■ **YOUR TASK**
Print the rows below verbatim, from the line that contains "Kindly place a point on the chocolate" through the end of the rows, with both ends included.

■ **INFORMATION GIVEN**
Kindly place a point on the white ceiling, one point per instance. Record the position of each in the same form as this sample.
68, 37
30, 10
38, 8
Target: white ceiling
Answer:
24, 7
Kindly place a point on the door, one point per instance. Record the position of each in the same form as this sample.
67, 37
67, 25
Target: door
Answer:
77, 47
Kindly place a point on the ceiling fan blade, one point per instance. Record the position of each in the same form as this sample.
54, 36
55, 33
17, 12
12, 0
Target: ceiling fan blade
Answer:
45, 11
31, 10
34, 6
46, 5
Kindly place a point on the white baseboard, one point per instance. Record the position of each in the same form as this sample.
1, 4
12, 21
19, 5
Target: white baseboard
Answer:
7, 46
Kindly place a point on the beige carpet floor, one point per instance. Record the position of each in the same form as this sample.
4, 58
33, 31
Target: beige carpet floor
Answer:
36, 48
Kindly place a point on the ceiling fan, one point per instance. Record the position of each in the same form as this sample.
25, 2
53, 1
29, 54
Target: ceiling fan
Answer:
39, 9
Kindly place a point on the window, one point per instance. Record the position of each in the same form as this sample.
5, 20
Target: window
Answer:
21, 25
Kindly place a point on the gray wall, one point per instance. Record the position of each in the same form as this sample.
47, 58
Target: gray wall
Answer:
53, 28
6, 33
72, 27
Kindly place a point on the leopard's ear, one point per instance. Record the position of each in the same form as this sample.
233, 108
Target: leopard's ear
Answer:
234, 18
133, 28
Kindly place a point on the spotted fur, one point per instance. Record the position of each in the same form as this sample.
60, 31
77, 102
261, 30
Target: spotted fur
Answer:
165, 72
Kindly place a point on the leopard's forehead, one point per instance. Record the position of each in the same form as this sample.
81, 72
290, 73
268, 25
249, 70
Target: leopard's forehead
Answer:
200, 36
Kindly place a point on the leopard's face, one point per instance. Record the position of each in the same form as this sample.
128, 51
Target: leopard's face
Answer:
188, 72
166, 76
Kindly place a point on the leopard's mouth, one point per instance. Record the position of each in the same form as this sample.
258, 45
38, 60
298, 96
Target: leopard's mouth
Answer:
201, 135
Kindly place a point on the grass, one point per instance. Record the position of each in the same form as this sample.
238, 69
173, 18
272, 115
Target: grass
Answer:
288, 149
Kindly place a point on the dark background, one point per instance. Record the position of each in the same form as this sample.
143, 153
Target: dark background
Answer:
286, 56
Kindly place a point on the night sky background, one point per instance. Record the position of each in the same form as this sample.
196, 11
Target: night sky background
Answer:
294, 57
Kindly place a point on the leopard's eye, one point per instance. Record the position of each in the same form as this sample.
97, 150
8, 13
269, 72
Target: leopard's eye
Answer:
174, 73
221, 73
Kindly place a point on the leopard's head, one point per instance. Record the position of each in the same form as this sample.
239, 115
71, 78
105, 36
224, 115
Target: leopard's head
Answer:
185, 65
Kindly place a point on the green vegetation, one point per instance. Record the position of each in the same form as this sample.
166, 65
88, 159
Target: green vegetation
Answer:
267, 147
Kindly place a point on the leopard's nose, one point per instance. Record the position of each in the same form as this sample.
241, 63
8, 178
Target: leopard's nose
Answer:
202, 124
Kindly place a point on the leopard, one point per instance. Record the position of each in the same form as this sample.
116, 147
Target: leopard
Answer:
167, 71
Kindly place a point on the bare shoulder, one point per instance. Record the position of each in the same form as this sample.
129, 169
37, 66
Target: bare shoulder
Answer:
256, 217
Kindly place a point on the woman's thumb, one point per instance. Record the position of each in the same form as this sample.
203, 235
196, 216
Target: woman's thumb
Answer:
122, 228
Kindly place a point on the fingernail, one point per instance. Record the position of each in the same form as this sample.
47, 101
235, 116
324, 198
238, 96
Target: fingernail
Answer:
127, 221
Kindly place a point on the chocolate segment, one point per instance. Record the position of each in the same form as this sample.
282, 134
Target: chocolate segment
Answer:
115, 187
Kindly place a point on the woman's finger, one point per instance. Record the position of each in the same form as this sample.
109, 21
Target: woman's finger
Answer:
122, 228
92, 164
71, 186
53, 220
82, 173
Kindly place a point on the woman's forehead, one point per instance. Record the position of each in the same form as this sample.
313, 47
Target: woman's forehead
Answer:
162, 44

■ **TASK OUTPUT**
Kindly place a point on the chocolate segment, one point per instance. Record the position of each in the same form as this sample.
282, 134
Target: chocolate segment
Answer:
115, 187
Kindly place a point on the woman's finger, one point per instance. Record the position of each in the same form as this sample.
109, 21
Target: woman's finger
Answer:
122, 228
92, 164
71, 186
53, 220
82, 173
Kindly place a point on the woman's forehead, one point per instance. Record the position of each in the same form as this sample.
313, 47
Target: woman's forehead
Answer:
162, 44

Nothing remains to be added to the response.